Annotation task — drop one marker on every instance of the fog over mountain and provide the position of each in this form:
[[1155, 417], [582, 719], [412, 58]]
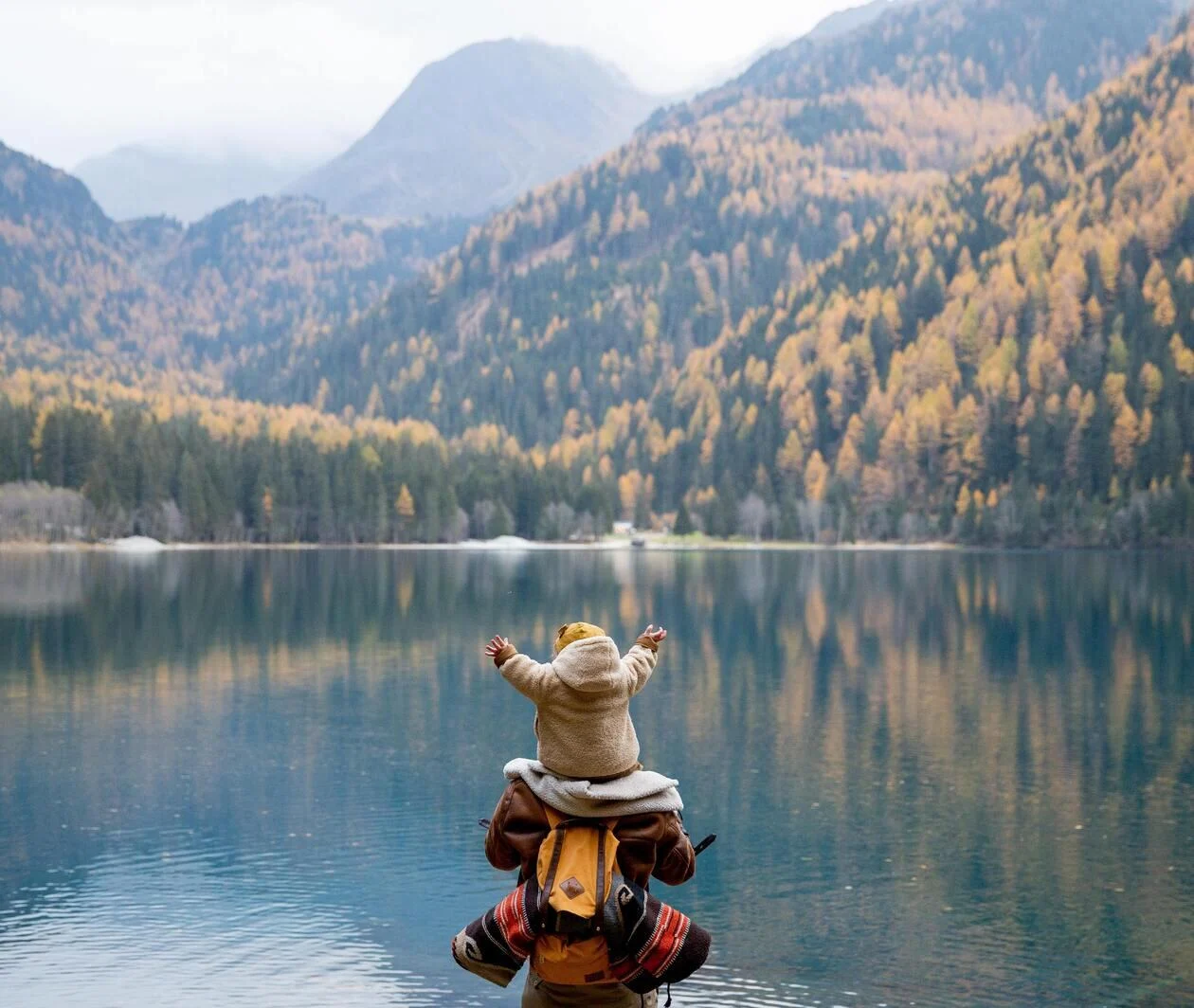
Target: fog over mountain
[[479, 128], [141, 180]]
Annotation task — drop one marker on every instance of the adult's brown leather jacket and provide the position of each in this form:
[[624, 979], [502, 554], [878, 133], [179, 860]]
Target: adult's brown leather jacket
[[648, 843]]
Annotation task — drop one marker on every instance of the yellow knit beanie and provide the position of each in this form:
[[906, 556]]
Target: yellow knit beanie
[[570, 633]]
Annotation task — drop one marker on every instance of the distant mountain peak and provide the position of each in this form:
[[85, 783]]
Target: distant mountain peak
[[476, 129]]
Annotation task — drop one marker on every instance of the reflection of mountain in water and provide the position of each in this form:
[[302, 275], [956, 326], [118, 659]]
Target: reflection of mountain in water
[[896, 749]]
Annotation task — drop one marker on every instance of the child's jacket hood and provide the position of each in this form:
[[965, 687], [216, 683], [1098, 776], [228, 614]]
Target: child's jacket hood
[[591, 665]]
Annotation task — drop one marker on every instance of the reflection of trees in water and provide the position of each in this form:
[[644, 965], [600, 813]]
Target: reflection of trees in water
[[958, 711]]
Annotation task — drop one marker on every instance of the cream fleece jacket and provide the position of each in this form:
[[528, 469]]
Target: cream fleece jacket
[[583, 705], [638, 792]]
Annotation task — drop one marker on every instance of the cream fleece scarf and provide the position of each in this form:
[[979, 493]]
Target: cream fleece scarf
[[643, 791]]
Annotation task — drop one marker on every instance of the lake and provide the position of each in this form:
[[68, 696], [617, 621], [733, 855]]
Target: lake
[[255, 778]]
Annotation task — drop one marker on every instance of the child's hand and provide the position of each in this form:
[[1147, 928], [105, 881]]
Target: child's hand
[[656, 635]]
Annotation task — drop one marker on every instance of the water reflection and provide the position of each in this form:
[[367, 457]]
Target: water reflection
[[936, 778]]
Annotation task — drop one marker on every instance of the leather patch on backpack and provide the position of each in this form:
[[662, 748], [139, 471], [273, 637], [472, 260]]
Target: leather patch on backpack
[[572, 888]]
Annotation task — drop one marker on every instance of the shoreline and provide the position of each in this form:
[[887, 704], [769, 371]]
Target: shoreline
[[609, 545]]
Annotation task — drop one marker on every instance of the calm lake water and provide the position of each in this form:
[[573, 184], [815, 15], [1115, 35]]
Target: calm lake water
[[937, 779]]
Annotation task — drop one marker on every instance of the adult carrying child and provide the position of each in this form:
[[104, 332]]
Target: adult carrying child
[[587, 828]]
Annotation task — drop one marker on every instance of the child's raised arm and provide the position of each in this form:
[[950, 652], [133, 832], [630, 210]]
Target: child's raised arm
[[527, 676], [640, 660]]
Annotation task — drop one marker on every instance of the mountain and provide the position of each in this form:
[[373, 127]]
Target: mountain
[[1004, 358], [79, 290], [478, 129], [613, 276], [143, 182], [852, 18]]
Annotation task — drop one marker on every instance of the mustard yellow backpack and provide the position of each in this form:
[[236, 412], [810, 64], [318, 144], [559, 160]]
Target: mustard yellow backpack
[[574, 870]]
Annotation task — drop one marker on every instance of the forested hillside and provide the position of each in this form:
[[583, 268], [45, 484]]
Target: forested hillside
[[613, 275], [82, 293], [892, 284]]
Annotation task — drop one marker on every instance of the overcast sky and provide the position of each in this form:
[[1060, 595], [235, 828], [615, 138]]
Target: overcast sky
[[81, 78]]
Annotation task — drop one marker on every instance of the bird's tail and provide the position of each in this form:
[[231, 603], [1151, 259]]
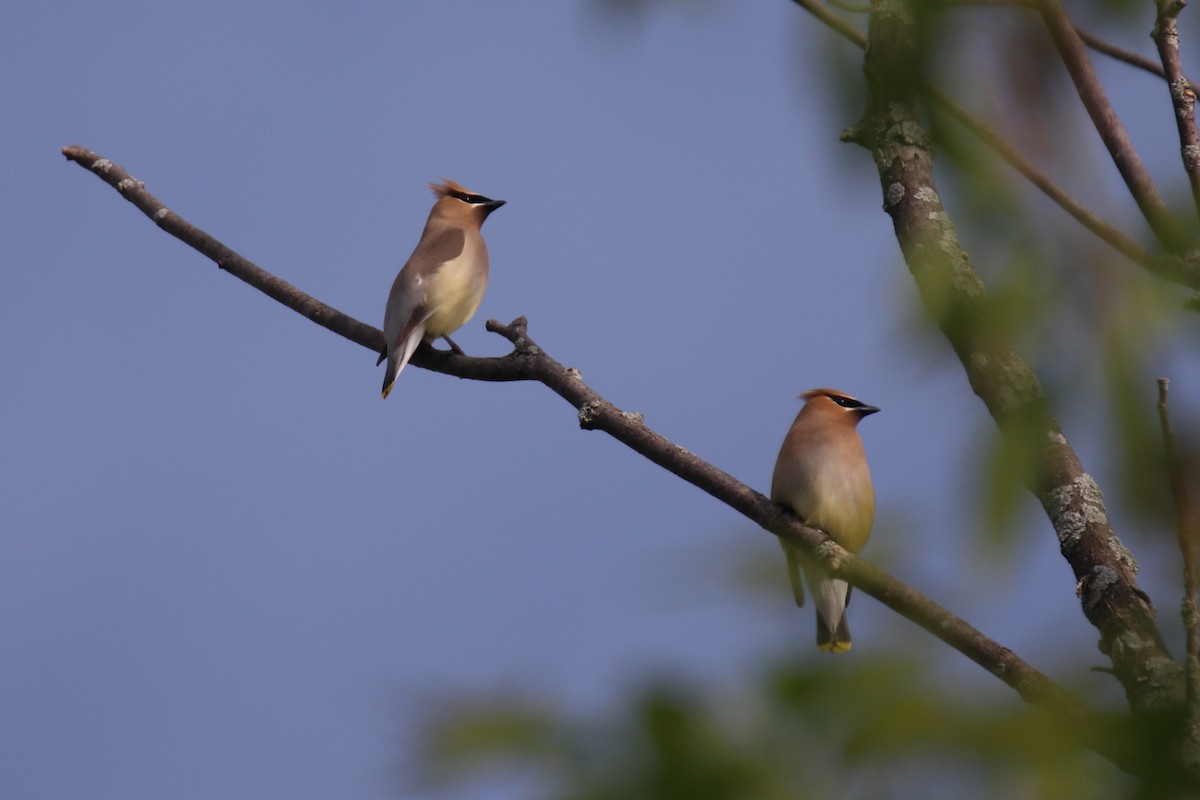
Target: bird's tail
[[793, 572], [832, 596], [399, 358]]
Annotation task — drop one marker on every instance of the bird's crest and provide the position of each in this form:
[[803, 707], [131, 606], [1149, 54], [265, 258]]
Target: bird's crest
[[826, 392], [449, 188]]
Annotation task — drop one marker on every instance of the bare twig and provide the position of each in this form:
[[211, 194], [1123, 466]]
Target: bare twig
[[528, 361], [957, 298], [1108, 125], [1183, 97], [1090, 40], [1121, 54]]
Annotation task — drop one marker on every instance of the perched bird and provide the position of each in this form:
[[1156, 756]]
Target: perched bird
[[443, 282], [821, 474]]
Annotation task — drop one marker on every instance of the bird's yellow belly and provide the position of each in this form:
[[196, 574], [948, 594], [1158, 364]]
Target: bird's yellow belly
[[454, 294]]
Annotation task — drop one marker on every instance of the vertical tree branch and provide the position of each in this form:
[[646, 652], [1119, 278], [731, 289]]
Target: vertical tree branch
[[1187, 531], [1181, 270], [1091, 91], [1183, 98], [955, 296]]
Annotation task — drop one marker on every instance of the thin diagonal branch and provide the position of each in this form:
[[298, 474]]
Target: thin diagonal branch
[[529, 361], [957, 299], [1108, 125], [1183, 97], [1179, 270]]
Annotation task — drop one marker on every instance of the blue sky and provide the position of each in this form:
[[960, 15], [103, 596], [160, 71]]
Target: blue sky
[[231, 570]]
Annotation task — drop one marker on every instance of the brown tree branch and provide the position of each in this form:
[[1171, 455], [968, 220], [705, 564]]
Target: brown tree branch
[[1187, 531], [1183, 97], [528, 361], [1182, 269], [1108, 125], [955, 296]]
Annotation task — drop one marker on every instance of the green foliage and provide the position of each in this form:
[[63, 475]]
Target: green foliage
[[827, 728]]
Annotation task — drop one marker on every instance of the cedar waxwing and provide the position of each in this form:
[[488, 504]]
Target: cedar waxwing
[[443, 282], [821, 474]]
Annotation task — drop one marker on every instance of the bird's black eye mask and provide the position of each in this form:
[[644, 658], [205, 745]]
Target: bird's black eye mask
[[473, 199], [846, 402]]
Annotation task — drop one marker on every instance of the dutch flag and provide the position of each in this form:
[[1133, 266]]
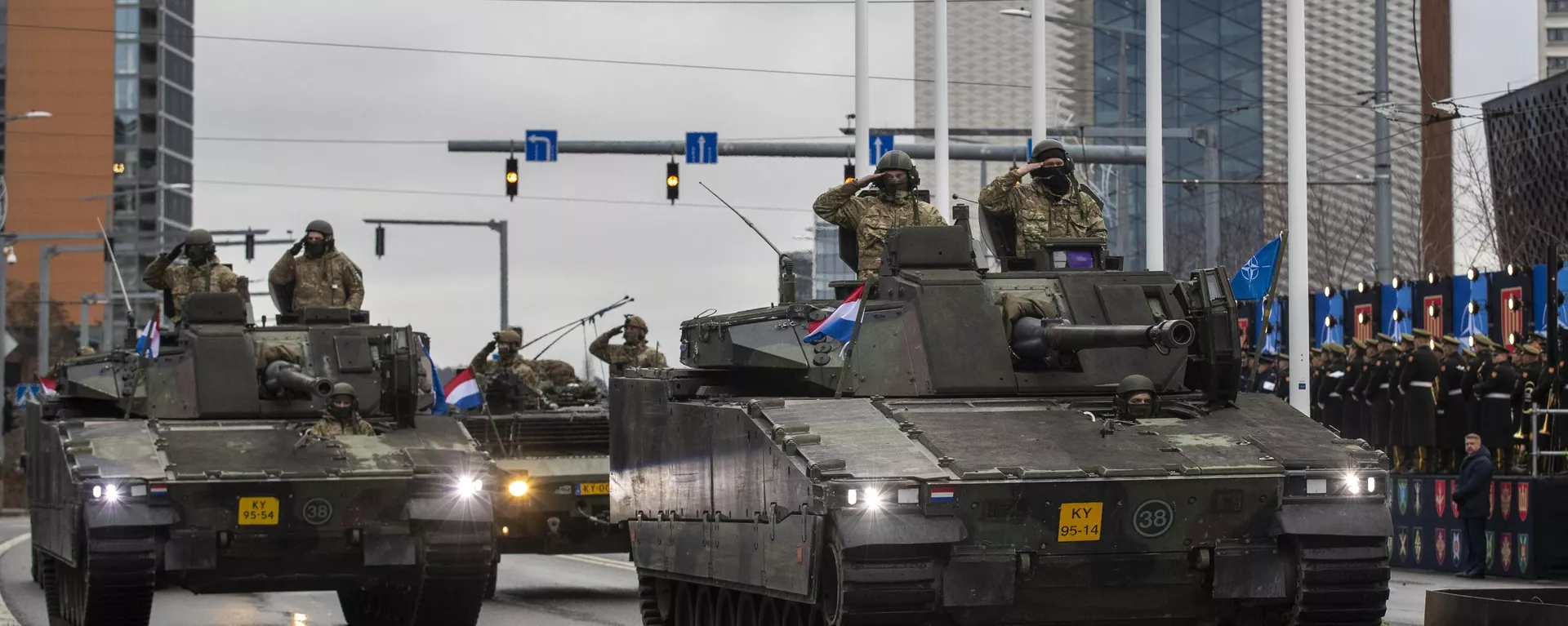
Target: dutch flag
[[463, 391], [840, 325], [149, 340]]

* **DO THIS**: Rewrite all the entries with every "drop one marker" changed to "place one pin" and everything else left as it is. Don't include the pictures.

* **IN RESPONSE**:
Annotation task — place one pin on every instance of the fog over mountain and provide the position of each in this form:
[[1155, 417], [582, 719], [412, 58]]
Target: fog over mountain
[[479, 128], [141, 180]]
Annotation task — place one pin on every instance of the adult's brown leather jacket and provide the position of each in this form:
[[624, 979], [502, 554], [878, 133], [179, 860]]
Target: adult's brown leather jacket
[[648, 843]]
Annotation task — place one pin on every instance of the yellow knit beanie and provide the position of each in this form:
[[906, 556]]
Target: yellow knit beanie
[[570, 633]]
Annotation task — place one pin on every instance of the distant mountain peak and provide the position of each in this form:
[[85, 783]]
Target: distant mountain peak
[[476, 129]]
Annotation task — place one pin on every instance of the reflection of mountain in water and provide the position of each in this form:
[[302, 275], [956, 326], [118, 659]]
Target: reflection of mountain in water
[[896, 749]]
Annotation task — place one pin on every instance of the child's jacket hood and provide the position of each in this form:
[[965, 687], [216, 683], [1098, 776], [228, 614]]
Target: child's jacket hood
[[591, 665]]
Annotation task — place one pin on every instance of the reflection of trees in water and provide the position of each in this form:
[[644, 965], [600, 813]]
Target: reflection of trees in water
[[958, 711]]
Annotation task — place one pin on every instance of the cream fleece jacket and provide the position of each in this form:
[[528, 469]]
Target: cream fleece jacket
[[583, 705], [638, 792]]
Annotation task — place one pin on every instance of the cream fleece scarf and provide the position of each in this form:
[[979, 493]]
Target: cream fleece scarf
[[643, 791]]
Annotation task — place one pin on every instance of the lake and provide the position of each in this form:
[[68, 696], [617, 621], [733, 855]]
Target: lake
[[255, 778]]
Annotation task — place one pin on every instance of the child's hand and provide the position of each in this form:
[[1147, 928], [105, 881]]
Target: child's hand
[[656, 635]]
Annotation task — place one pin on every instance of the water reflection and provide the position of each in this form:
[[367, 457]]
Target: water reflection
[[936, 778]]
Annotation task — place one pin on every instance of the leather patch on backpack and provide the position of each in this form:
[[662, 748], [139, 471], [273, 637], [472, 260]]
Target: leather patch on backpack
[[572, 888]]
Annotation task — place one pin on every instance of the shoreline and provide the position of each in this form:
[[887, 704], [769, 371]]
Target: shoreline
[[609, 545]]
Annotation task — place one pin on every instance of the calm lake water and provide the position of each in this form:
[[573, 184], [815, 15], [1115, 35]]
Target: calm lake water
[[937, 779]]
Annotation task — place one pin on every instance of the adult carrying child and provide the position of each in this form:
[[104, 332]]
Target: adult carrying child
[[587, 828]]
Annotation task — place one pin on every instance of the child's raised arm and provide the position of each in this form:
[[950, 652], [133, 832], [630, 210]]
Target: child's raised arm
[[527, 676], [640, 660]]
Annotation task — place one pin on every instance of the mountain and provide the position of each in this form:
[[373, 127]]
Target: mountain
[[1004, 358], [79, 290], [478, 129], [613, 276], [143, 182], [852, 18]]
Annotation task — place one pin on every instance of the mustard yellow backpack and provide the position of each in this form:
[[236, 412], [810, 64], [318, 144], [559, 160]]
Target: mustard yellow backpack
[[574, 870]]
Annotation task — place one pin on every instance of the forested hillside and provide the position of each in this form:
[[583, 268], [45, 484]]
Target: forested hillside
[[613, 275], [82, 293], [892, 284]]
Annotation task — place one pin on every instance of the overcast sky and provide the position of each in this form:
[[1060, 595], [235, 828], [615, 138]]
Target: overcast sky
[[81, 78]]
Annotation task — place one pin on every instance of the bird's tail and provide the position of each in this form:
[[231, 603], [1151, 259]]
Target: bird's tail
[[793, 572], [832, 596], [399, 358]]
Annotation task — place one pin on every instance of the bird's crest and provide the position of each in this form:
[[803, 707], [131, 606], [1149, 54], [265, 258]]
Target: bird's crest
[[826, 392], [449, 188]]
Annotation task — place one pin on every instance of the bare twig and provide the position of each in this form:
[[211, 194], [1123, 466]]
Target: bare twig
[[528, 361], [957, 298], [1108, 125], [1183, 97], [1090, 40], [1121, 54]]
Annotation task — place one pin on every instance of the perched bird and provide the position of each in this form:
[[1156, 756]]
Target: perched bird
[[443, 282], [821, 474]]
Annotation task — place one pin on every instance of the bird's yellow belly and provide the position of each in this form:
[[196, 574], [948, 594], [1158, 364]]
Target: bird's yellow belly
[[454, 294]]
Annotation task — place one pin on every instance of the vertical tree branch and provide the position of each in this form:
[[646, 652], [1119, 278], [731, 289]]
Target: vertical tree branch
[[1187, 531], [1181, 270], [1091, 91], [1183, 98], [955, 296]]
Annotation task — place one pin on every instance of the thin diagonal branch and provide the position of each in this form:
[[298, 474]]
Target: thin diagonal branch
[[529, 361], [957, 299], [1108, 125], [1183, 97], [1179, 270]]
Annotation task — place one pin on every instance of the blue sky and provide the position of each in this form:
[[960, 15], [103, 596], [160, 71]]
Target: blue sky
[[231, 570]]
Annotation task — place one pin on every instance of the brown tree branch and provide the position of each in this form:
[[1171, 455], [968, 220], [705, 564]]
Target: brown tree branch
[[1187, 531], [1183, 97], [528, 361], [1182, 269], [1108, 125], [955, 296]]
Annotation task — place one pin on every instance of the green foliage and provide the position of each in this form:
[[63, 475]]
Target: green foliage
[[827, 728]]
Annotation task — place one pin on every instance of the cedar waxwing and provide the position of each in this form:
[[488, 504]]
Target: cedar waxwing
[[443, 282], [821, 474]]
Annotation task — place one pin on every instance of the bird's black eye mask and provide the position of each in this form:
[[644, 658], [205, 745]]
Target: bird's black eye mask
[[473, 199], [846, 402]]
Annotation task — place one pin on every instance of the dutch flag and provide the position of each in this form:
[[1133, 266]]
Target: dutch flag
[[463, 391], [840, 325], [149, 340]]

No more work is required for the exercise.